Exercise requirements
Take the entries below and print all of them exactly, please.

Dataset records
>>>

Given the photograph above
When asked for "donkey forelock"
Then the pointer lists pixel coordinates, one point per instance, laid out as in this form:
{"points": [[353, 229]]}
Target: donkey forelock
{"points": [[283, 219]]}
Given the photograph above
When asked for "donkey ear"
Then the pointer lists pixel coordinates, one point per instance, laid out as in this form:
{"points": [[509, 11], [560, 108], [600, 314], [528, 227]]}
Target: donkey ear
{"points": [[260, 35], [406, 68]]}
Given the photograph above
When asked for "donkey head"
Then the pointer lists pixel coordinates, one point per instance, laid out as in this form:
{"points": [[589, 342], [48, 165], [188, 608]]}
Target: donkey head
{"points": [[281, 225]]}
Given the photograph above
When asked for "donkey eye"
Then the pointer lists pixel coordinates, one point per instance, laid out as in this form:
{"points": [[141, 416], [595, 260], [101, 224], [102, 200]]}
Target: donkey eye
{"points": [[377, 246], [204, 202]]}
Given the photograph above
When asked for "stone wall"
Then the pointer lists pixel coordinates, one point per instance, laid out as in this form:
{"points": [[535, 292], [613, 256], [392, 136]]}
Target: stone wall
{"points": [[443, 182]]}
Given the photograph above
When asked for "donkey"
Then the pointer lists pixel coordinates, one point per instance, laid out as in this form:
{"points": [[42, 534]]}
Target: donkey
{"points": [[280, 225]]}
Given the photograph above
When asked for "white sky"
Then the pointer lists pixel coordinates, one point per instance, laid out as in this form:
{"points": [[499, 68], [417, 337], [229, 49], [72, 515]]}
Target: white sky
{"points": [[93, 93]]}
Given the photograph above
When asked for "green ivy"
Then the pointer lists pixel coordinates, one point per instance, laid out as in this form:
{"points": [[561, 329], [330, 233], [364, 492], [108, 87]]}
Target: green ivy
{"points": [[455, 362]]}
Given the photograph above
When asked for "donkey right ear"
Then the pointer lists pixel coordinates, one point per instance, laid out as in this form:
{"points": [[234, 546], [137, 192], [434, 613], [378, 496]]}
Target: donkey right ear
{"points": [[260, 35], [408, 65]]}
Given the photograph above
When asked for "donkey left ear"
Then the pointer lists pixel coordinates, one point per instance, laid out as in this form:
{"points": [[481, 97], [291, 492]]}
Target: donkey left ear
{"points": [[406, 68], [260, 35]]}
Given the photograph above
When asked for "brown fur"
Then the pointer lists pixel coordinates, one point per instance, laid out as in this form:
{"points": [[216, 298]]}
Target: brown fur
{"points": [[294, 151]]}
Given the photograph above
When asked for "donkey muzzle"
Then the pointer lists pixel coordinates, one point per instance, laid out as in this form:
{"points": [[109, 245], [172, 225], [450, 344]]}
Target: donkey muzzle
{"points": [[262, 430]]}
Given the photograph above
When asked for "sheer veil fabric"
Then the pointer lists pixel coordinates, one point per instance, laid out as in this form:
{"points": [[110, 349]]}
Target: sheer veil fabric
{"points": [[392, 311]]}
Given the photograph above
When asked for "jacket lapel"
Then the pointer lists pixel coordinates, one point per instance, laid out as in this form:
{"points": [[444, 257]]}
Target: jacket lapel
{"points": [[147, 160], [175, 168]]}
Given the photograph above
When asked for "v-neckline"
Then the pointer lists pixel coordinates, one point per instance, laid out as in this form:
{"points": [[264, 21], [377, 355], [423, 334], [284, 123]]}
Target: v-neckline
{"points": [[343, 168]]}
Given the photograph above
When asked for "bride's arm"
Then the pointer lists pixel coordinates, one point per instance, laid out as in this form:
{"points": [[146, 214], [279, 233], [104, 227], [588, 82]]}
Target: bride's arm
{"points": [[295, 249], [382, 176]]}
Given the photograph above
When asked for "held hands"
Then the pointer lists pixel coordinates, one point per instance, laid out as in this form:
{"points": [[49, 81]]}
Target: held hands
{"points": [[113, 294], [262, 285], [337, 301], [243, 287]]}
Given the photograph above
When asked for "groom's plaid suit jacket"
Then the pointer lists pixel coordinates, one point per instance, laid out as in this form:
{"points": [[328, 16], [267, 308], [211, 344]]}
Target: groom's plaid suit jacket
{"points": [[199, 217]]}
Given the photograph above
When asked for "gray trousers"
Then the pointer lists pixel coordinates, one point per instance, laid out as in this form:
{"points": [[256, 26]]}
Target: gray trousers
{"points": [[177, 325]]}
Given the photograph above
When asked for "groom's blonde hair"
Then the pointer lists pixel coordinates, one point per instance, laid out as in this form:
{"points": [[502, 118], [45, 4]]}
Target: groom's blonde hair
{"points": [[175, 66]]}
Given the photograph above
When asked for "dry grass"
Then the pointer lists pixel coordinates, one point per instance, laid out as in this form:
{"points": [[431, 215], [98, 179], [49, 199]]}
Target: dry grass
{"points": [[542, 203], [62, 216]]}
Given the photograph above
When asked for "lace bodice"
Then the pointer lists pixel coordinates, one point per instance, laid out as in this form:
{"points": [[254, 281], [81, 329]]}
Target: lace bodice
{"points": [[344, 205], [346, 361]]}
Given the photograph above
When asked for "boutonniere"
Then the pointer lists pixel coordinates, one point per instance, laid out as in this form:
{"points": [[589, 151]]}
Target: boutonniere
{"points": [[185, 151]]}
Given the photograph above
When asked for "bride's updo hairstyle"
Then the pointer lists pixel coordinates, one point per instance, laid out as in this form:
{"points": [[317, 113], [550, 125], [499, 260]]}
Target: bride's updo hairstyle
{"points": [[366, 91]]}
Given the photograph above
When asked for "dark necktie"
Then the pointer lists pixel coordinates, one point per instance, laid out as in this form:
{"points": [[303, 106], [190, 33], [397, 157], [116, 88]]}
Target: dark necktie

<<<

Solution to the problem
Given the photograph above
When asked for "donkey forelock"
Then the pointer lists pixel coordinates, one point per instance, laid out as in this form:
{"points": [[353, 229]]}
Target: donkey forelock
{"points": [[283, 219]]}
Given the photograph above
When asked for "donkey ear"
Then the pointer lists pixel coordinates, one point per instance, laid out as in this form:
{"points": [[509, 11], [560, 108], [600, 314], [528, 227]]}
Target: donkey ear
{"points": [[260, 35], [406, 68]]}
Given the photograph above
When asked for "donkey head"
Then the pointer lists pixel coordinates, one point per instance, laid out as in this form:
{"points": [[589, 342], [48, 165], [188, 608]]}
Target: donkey head
{"points": [[281, 225]]}
Given the photograph above
When asked for "donkey eye"
Then the pointer lists pixel coordinates, one point per instance, laid out as in this form:
{"points": [[141, 416], [595, 260], [101, 224], [102, 200]]}
Target: donkey eye
{"points": [[377, 246], [204, 202]]}
Given the photograph above
When asked for "stone wall"
Then the pointer lists pixel coordinates, one point per instance, laid out as in this form:
{"points": [[535, 292], [613, 256], [392, 136]]}
Target: stone wall
{"points": [[443, 182]]}
Given the photograph above
When asked for "donkey"
Then the pointer lists pixel coordinates, one point per instance, laid out as in this form:
{"points": [[42, 534]]}
Target: donkey
{"points": [[280, 225]]}
Given the photograph above
When asked for "white sky"
Then the pointer lists pixel coordinates, one point per instance, laid out as in this form:
{"points": [[499, 68], [417, 337], [229, 49], [72, 515]]}
Target: white sky
{"points": [[93, 93]]}
Given the photograph above
When asked for "green ivy"
Then the pointer lists pixel coordinates, one point per instance, laid out as in this form:
{"points": [[561, 329], [330, 233], [364, 492], [108, 87]]}
Target: green ivy
{"points": [[455, 362]]}
Given the photograph above
When asked for "donkey right ear"
Then the pointer lists pixel coordinates, one point per instance, laid out as in this form:
{"points": [[234, 546], [137, 192], [434, 613], [378, 496]]}
Target: donkey right ear
{"points": [[260, 35], [408, 65]]}
Given the photograph above
When asked for "donkey left ear"
Then the pointer lists pixel coordinates, one point per instance, laid out as in this form:
{"points": [[481, 97], [291, 492]]}
Target: donkey left ear
{"points": [[406, 68], [260, 35]]}
Given the photograph above
When asked for "brown fur"
Then the pointer lists pixel coordinates, one point per instance, laid out as in this form:
{"points": [[216, 298]]}
Target: brown fur
{"points": [[294, 151]]}
Given the photograph above
When asked for "donkey muzzle"
Then the pointer lists pixel coordinates, one point per instance, laid out as in this form:
{"points": [[109, 245], [172, 225], [450, 344]]}
Target: donkey muzzle
{"points": [[262, 430]]}
Given the photograph above
When asked for "sheer veil fabric"
Then the pointer lists pixel coordinates, one point per instance, laid out as in this form:
{"points": [[110, 349]]}
Target: sheer veil fabric
{"points": [[392, 311]]}
Given the photograph above
When asked for "jacket lapel"
Then the pointer lists pixel coordinates, one point per instance, laid out as in this form:
{"points": [[444, 257]]}
Target: jacket lapel
{"points": [[147, 160], [175, 168]]}
Given the photograph above
When asked for "v-neckline"
Then the pointer lists pixel coordinates, one point per instance, laid out as in this form:
{"points": [[264, 21], [377, 355], [423, 334], [284, 123]]}
Target: v-neckline
{"points": [[343, 168]]}
Given the photograph above
When asked for "bride's arm"
Then the pointer lists pixel coordinates, one point per instance, laid out as in this form:
{"points": [[146, 214], [279, 233], [104, 227], [588, 82]]}
Target: bride's arm
{"points": [[295, 249], [382, 176]]}
Given the photograph above
When asked for "held hands"
Then the pointer lists pixel coordinates, one point per instance, laid out as in this form:
{"points": [[49, 81]]}
Target: held hands
{"points": [[113, 294], [262, 285], [337, 301], [243, 287]]}
Given the photograph above
When asked for "groom's plaid suit jacket"
Then the pointer lists pixel coordinates, one point per instance, laid out as in this form:
{"points": [[328, 16], [267, 308], [211, 344]]}
Target: groom's plaid suit jacket
{"points": [[199, 217]]}
Given the photograph above
When asked for "gray trousers"
Then the pointer lists pixel coordinates, one point per instance, laid out as in this form:
{"points": [[256, 26]]}
Target: gray trousers
{"points": [[177, 325]]}
Given the photograph above
When asked for "groom's blonde hair"
Then the pointer lists pixel coordinates, one point per instance, laid out as in this form:
{"points": [[502, 118], [45, 4]]}
Target: groom's blonde hair
{"points": [[175, 66]]}
Given the photograph above
When asked for "dry grass"
Then the pointer lists pixel coordinates, one point per instance, laid out as in this form:
{"points": [[431, 215], [98, 179], [49, 199]]}
Target: dry grass
{"points": [[542, 203], [62, 216]]}
Given the photograph above
When asked for "lace bodice"
Then the pointer lists pixel coordinates, one point per instance, laid out as in this form:
{"points": [[254, 281], [81, 329]]}
Target: lace bodice
{"points": [[344, 205], [346, 361]]}
Given the photograph above
When asked for "boutonniere"
Then the pointer lists pixel coordinates, one point per instance, laid out as in this form:
{"points": [[589, 151]]}
Target: boutonniere
{"points": [[185, 151]]}
Given the photograph above
When asked for "bride's updo hairstyle"
Then the pointer lists pixel coordinates, one point per instance, laid out as in this form:
{"points": [[317, 113], [550, 125], [499, 260]]}
Target: bride's updo hairstyle
{"points": [[366, 91]]}
Given the photograph above
When asked for "dark necktie"
Then the pointer lists pixel coordinates, one point per instance, laid out as in this form:
{"points": [[303, 106], [190, 33], [397, 157], [116, 88]]}
Target: dark necktie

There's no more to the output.